- [Task requirements]:
Exact repetition, pictures omitted: give every record below again.

- [The input]:
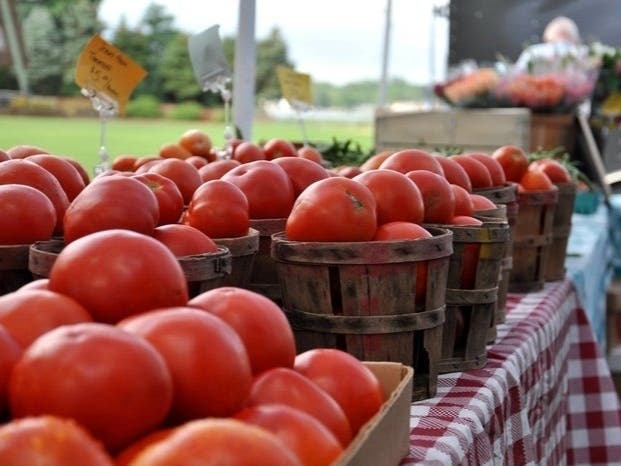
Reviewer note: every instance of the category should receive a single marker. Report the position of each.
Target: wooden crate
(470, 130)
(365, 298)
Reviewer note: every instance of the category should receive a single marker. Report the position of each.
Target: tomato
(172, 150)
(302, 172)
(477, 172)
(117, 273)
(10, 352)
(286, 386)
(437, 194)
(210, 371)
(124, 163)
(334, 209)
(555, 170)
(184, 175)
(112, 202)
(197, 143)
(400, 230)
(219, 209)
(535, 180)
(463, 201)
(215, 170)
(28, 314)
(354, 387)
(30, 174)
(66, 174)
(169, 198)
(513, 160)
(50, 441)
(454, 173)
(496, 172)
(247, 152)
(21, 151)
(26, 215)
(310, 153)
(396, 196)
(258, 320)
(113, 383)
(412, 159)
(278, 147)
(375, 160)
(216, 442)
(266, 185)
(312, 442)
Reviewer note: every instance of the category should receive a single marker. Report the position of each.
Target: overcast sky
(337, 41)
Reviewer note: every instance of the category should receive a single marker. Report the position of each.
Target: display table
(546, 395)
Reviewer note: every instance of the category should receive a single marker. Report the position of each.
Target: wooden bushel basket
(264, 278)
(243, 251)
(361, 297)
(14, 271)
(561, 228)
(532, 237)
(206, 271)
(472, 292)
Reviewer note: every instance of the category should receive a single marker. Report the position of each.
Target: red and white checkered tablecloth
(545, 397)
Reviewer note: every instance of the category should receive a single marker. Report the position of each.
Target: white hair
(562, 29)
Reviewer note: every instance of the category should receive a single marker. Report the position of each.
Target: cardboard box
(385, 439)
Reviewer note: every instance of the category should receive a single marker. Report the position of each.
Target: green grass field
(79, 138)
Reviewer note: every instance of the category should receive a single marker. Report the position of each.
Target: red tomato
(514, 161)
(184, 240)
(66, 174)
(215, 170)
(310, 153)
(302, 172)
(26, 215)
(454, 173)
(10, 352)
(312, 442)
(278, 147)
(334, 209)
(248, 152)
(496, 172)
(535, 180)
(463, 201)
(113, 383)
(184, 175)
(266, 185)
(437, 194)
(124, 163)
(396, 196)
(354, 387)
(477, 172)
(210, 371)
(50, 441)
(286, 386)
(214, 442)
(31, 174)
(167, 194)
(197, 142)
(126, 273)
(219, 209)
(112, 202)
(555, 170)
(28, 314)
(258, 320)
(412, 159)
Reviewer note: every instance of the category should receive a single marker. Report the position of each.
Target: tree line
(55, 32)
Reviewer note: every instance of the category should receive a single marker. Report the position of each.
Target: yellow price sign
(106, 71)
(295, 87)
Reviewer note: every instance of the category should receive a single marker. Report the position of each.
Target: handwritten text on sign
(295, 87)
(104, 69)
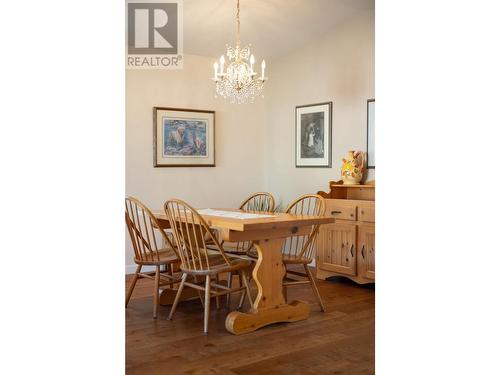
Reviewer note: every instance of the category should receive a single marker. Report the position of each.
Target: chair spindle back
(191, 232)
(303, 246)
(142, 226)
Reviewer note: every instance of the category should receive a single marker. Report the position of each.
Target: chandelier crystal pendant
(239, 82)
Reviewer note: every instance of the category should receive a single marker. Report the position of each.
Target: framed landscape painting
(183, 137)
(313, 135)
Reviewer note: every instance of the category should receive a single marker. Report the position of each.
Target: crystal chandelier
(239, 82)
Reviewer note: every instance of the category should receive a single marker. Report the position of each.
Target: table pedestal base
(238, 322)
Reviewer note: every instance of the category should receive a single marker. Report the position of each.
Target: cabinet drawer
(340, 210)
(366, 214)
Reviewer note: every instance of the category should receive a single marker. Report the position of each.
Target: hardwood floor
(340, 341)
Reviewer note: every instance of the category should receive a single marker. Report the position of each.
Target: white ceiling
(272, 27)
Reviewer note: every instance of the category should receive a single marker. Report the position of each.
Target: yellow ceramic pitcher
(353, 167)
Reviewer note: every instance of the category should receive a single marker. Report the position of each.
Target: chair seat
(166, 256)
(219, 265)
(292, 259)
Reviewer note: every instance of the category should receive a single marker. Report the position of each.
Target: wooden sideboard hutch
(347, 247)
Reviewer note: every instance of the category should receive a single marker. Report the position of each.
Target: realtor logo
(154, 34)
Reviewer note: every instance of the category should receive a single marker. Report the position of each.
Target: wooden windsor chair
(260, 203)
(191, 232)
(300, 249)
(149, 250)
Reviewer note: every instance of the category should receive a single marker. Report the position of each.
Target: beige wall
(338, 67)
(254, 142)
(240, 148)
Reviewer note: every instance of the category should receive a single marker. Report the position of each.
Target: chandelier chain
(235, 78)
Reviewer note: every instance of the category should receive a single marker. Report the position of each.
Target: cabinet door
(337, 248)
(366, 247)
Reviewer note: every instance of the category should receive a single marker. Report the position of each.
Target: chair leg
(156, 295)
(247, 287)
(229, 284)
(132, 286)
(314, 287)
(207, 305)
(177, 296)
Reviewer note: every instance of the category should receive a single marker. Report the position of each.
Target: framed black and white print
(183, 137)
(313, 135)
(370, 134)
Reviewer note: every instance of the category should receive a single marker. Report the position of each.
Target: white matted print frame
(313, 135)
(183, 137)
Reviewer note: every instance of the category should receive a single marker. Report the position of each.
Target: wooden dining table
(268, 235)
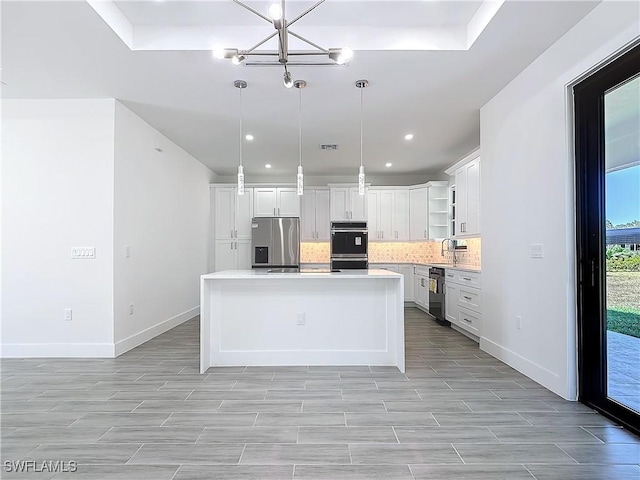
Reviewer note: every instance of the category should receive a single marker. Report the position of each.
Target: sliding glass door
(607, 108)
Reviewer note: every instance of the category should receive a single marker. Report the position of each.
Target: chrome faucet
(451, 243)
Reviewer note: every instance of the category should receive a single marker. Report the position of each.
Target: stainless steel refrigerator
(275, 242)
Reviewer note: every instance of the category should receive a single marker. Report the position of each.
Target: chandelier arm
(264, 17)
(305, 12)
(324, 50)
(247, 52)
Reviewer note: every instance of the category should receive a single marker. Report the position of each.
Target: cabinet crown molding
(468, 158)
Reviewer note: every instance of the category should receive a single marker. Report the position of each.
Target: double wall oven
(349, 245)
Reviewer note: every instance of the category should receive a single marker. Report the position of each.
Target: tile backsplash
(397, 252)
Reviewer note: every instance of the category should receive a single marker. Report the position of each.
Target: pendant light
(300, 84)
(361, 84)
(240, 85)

- [Response box]:
Reviewer note: every instance of the category should receive a single marker. Report the position of each.
Target: wooden crate
(470, 130)
(365, 298)
Reviewer note: every instance of the category should receive a single marker. Report the position of each.
Target: tomato
(172, 150)
(302, 172)
(477, 172)
(117, 273)
(10, 352)
(286, 386)
(437, 194)
(210, 371)
(124, 163)
(334, 209)
(555, 170)
(184, 175)
(112, 202)
(197, 143)
(400, 230)
(219, 209)
(535, 180)
(463, 201)
(215, 170)
(28, 314)
(354, 387)
(30, 174)
(66, 174)
(169, 198)
(513, 160)
(50, 441)
(454, 173)
(496, 172)
(247, 152)
(21, 151)
(26, 215)
(310, 153)
(396, 196)
(258, 320)
(113, 383)
(412, 159)
(278, 147)
(375, 160)
(216, 442)
(266, 185)
(312, 442)
Reviewer note: every instance of the category should receive a single marker. Report the position of each.
Target: overcast sky
(337, 41)
Reviewer note: every instance of the category should receive a single marker. Report the position of each.
Target: display table
(546, 395)
Reviewer note: every instance of the category should receive a single marker. Report the position of each.
Target: wooden bushel basket
(264, 278)
(243, 251)
(361, 297)
(14, 271)
(561, 228)
(532, 237)
(206, 271)
(472, 292)
Reviewer note: every instance of the category should receive a single marker. Report the position of each.
Target: red and white checkered tablecloth
(545, 397)
Reviewer note: every instance of the category should receive a single marker. Report the position of each.
Target: white hair
(562, 29)
Reviewer note: every instance of the category should receive a single marker. Report the position of each.
Target: cardboard box
(385, 439)
Reviewer note: every instance of the category should receive a single marker. Report the position of each.
Target: green grass field
(79, 138)
Reviewer note: every instance of the category should receive a single marker. Report the position of each.
Target: red tomato
(514, 161)
(184, 240)
(66, 174)
(215, 170)
(310, 153)
(302, 172)
(26, 215)
(454, 173)
(10, 352)
(312, 442)
(278, 147)
(334, 209)
(248, 152)
(496, 172)
(535, 180)
(463, 201)
(113, 383)
(184, 175)
(266, 185)
(437, 194)
(124, 163)
(396, 196)
(354, 387)
(477, 172)
(210, 371)
(50, 441)
(286, 386)
(214, 442)
(31, 174)
(167, 194)
(197, 142)
(126, 273)
(219, 209)
(112, 202)
(555, 170)
(28, 314)
(258, 320)
(412, 159)
Reviewer note: every instance of the category should receive a single marker. Report the position of each.
Target: tree line
(55, 32)
Reviewer note: every instance of the category should receive a single marker. Report the position of each.
Target: yellow price sign
(106, 71)
(295, 87)
Reviewer note: every instance of the category should receive a single marker. Report the position of each.
Target: handwritten text on sign
(295, 87)
(104, 69)
Reviewer note: every instance of the category should receive a single marker. Report the position of each.
Target: chair spindle back
(191, 232)
(303, 246)
(142, 226)
Reviewer note: every instance of the category should receive a single marker. Report the position of each.
Target: chandelier crystal pendant
(239, 82)
Reviewer note: every instance of the category should receive a single marker. Report the position of each.
Target: framed landscape painting
(183, 137)
(313, 135)
Reviewer note: every instance of the category should receive a single marker. Report the position of each.
Target: crystal chandelier
(239, 82)
Reviewer note: every instance of the category should receive a single marker. Report the position of each.
Target: table pedestal base
(238, 322)
Reviewer note: every instance of the category should receive a single marker. Report the position of each.
Target: cabinet drawer
(340, 210)
(366, 214)
Reviewer note: every instance of the category should receive a single marker. Report the position of each.
Target: hardwood floor
(340, 341)
Reviewer note: every instance of the category should receive a single marker. Report the position of each.
Target: white ceiling
(272, 27)
Reviewer note: every instance of the category should receive a single marker. Report the position of each.
Target: yellow ceramic pitcher
(353, 167)
Reviewer note: every instance of the category should receive a single marker. Report the position of each.
Target: chair seat
(166, 256)
(219, 265)
(292, 259)
Reviewer note: every instance of the category should receive a single marker. Report the position of each.
Target: wooden sideboard hutch
(347, 247)
Reviewer note: every instance of the category should receive a single marker. Report the position of each.
Target: realtor logo
(154, 34)
Reviewer note: every instance of the category should receive a single marker. Report the position of each.
Target: wooden windsor chair
(260, 203)
(191, 232)
(300, 249)
(149, 250)
Reviewer note: every instance of the category should receive a single marker. Report the position of each.
Target: beige wall
(338, 67)
(254, 142)
(240, 148)
Reviewer note: every instance of the category should receive a single marker. Report the position of each.
Target: chandelier chain
(235, 78)
Reviewer note: every instance of the category should receive a single marker. Report the position of each.
Target: cabinet door
(337, 248)
(366, 247)
Reviewer note: every instance of the category should receive a single marker. Report the position of each.
Target: chair leg
(156, 295)
(247, 287)
(229, 284)
(132, 286)
(314, 287)
(207, 305)
(177, 296)
Reviewer note: every instance of the category should receive a single marker. Report the position of each.
Target: framed black and white print
(183, 137)
(313, 135)
(370, 134)
Reviewer note: every instance of the category should receive a single marker. Report the position of each.
Target: white matted print frame
(313, 135)
(183, 137)
Reviewer note: every instance of the category should receive a single marker. Report the position of each.
Target: wooden dining table
(268, 235)
Reviewer note: every instance of the category should receive a single marker. Report the position of each.
Target: sliding glass door
(607, 108)
Reviewer note: every instance of the category should receive a single marker. Report the position of each.
Target: chrome faucet
(451, 243)
Reviewer note: every instance of the category should receive a single marker. Report the position of each.
Target: stainless steel refrigerator
(275, 242)
Reviewer note: every instance of the category should receive a single marker. Report the position of each.
Target: chandelier arm
(264, 17)
(305, 12)
(324, 50)
(247, 52)
Reviewer note: every instance of the category should receive a single marker. Report the position of each.
Target: cabinet crown molding
(468, 158)
Reviewer note: every instance of the category should receive a single marker. Report the position of each.
Target: double wall oven
(349, 245)
Reviewer note: every instance of the category should receive a single marker. Report the position of each.
Target: tile backsplash
(397, 252)
Reviewer note: every instance of the category should receive a single marker. Report the position of each.
Target: pendant light
(300, 84)
(361, 84)
(240, 85)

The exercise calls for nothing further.